__Stated goal__: Convert the data into a Markdown table, covering only the lines from the one containing "tuft listed here." through the one containing "[(242, 190)]", both ends included. Use the columns Row and Line, number each line in order, and leave out any blank lines.

[Data listing]

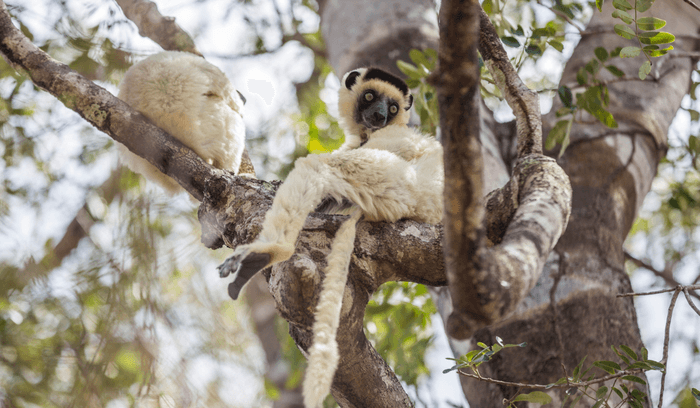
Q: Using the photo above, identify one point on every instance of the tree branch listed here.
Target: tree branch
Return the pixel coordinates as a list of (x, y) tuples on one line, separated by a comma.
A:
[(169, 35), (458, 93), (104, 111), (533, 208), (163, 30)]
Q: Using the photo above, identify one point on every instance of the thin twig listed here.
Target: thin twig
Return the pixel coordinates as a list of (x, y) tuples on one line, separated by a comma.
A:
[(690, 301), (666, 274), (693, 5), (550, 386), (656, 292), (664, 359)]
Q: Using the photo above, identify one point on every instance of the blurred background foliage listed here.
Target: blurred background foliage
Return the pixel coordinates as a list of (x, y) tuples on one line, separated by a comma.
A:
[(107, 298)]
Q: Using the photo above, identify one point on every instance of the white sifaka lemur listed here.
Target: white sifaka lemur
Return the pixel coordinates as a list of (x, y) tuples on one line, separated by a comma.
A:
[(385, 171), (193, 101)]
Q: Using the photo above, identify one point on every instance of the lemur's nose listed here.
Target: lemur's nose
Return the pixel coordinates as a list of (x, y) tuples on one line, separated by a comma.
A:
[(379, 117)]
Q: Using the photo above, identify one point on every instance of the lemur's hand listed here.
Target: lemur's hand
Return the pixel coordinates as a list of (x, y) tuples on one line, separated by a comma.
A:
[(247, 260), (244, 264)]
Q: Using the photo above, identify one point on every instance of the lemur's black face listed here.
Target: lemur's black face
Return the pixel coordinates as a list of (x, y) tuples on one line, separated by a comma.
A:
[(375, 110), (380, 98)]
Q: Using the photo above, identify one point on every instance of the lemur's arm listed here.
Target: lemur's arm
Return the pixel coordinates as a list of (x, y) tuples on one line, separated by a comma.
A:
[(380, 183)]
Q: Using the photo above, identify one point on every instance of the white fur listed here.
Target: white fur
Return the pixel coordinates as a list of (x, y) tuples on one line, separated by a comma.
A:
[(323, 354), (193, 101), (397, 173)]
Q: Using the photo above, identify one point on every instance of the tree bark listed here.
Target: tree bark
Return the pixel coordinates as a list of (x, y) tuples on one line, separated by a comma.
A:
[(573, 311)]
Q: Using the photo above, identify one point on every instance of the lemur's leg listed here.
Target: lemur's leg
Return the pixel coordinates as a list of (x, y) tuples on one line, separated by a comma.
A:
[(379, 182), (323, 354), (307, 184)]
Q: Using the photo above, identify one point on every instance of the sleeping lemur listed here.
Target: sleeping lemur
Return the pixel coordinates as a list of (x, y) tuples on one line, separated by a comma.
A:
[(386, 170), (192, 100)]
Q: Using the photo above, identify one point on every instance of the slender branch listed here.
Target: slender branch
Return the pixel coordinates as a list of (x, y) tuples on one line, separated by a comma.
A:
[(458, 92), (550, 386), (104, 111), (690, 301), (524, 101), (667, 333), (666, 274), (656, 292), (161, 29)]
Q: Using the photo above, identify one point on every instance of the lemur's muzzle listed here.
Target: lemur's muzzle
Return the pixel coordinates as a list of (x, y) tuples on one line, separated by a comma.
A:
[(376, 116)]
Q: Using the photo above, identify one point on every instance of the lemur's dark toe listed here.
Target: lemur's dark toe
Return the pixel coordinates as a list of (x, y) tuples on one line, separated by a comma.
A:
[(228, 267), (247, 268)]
...
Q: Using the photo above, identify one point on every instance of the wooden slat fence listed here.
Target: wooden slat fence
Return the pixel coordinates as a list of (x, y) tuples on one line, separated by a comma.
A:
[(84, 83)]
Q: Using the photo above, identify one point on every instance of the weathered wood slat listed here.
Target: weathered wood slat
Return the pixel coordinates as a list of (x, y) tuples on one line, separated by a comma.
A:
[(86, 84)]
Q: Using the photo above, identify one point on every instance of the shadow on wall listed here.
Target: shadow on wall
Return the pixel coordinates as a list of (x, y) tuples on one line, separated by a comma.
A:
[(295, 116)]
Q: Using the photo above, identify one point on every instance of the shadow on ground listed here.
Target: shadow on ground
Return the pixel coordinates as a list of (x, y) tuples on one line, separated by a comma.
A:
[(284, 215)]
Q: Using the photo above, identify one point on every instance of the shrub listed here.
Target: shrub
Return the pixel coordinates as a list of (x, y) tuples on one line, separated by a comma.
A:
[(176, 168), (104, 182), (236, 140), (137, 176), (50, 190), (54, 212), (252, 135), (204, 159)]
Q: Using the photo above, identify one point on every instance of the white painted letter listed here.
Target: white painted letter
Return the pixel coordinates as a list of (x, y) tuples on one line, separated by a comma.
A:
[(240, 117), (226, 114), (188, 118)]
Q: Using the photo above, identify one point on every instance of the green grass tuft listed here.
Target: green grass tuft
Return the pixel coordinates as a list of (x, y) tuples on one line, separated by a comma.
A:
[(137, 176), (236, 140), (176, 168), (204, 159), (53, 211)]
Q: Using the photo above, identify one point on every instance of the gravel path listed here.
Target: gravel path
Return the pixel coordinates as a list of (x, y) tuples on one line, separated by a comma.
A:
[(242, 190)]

__Finished exercise__:
| Row | Line |
|---|---|
| 1 | Q: Using the photo above, identify one point on every instance of the green grass tuft listed here. |
| 2 | Target: green grass tuft |
| 3 | Return the pixel coordinates as a list of (x, y) tuples on one line, separated by a comma. |
| 4 | A: |
| 5 | [(137, 176), (236, 140), (176, 168), (204, 159), (53, 211)] |
| 6 | Q: Using the photo above, identify one point on every instance of the gravel path listed here. |
| 7 | Target: gravel path |
| 8 | Return the pixel coordinates as a list of (x, y) tuples on one line, separated by a comma. |
| 9 | A: |
| 10 | [(242, 190)] |